Pick out each line in the material below that contains the word "ground" and copy those lines in full. Case counts.
──────── Input ────────
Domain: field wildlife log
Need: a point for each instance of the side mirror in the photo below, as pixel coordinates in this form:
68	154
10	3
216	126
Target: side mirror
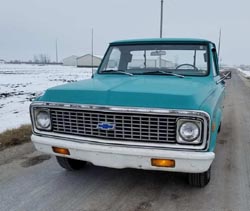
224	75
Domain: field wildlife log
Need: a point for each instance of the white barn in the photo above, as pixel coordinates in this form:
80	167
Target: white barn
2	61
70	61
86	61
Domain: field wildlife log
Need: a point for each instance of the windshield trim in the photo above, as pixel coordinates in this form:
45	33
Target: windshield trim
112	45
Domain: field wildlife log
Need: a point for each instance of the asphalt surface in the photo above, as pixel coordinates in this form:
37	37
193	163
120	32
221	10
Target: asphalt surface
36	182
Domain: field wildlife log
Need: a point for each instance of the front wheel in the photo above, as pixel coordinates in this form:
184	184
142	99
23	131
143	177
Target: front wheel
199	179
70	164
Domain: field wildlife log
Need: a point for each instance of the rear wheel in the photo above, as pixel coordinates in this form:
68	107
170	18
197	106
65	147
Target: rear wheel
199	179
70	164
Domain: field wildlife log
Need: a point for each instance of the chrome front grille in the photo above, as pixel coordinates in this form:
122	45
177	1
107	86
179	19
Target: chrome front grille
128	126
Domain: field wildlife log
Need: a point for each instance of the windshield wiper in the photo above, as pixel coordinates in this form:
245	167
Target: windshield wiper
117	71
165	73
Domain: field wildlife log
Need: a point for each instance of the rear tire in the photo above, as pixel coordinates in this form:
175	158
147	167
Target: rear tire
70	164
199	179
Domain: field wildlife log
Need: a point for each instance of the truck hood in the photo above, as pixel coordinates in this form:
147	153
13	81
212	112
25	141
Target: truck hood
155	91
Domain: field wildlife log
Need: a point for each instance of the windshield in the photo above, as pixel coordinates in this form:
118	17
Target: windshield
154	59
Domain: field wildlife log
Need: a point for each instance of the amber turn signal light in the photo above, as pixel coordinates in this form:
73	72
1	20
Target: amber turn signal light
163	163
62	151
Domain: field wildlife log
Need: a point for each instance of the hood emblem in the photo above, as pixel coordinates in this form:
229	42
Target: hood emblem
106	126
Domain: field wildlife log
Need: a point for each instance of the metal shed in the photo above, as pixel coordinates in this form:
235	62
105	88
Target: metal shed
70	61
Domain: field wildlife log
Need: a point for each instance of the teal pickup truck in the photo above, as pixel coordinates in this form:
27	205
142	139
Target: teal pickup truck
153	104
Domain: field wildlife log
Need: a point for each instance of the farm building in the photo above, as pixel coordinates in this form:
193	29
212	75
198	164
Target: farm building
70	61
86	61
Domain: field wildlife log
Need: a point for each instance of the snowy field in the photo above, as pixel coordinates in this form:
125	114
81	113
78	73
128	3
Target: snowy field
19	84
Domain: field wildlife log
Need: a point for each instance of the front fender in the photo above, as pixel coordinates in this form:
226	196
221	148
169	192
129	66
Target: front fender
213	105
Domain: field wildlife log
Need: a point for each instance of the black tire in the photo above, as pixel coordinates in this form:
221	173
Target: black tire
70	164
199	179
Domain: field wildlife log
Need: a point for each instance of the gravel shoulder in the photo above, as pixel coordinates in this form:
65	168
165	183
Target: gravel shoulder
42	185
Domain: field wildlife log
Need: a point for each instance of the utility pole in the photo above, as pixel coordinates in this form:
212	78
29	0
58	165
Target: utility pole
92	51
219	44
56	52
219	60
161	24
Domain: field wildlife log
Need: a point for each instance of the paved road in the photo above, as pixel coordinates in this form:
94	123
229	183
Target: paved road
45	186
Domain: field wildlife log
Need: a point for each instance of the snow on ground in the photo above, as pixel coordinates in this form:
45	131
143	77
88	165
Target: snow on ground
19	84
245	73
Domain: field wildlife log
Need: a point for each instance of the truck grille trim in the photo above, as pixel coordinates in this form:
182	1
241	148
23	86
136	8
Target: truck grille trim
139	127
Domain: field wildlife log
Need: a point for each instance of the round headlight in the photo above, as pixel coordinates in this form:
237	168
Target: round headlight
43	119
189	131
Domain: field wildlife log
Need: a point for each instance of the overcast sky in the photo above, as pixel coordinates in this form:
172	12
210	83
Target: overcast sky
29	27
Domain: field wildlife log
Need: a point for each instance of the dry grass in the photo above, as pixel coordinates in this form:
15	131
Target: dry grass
────────
# [Finished exercise]
Need: a point for each instance of the snow on ground in the photo above, as pixel coordinates in this form:
Target: snow on ground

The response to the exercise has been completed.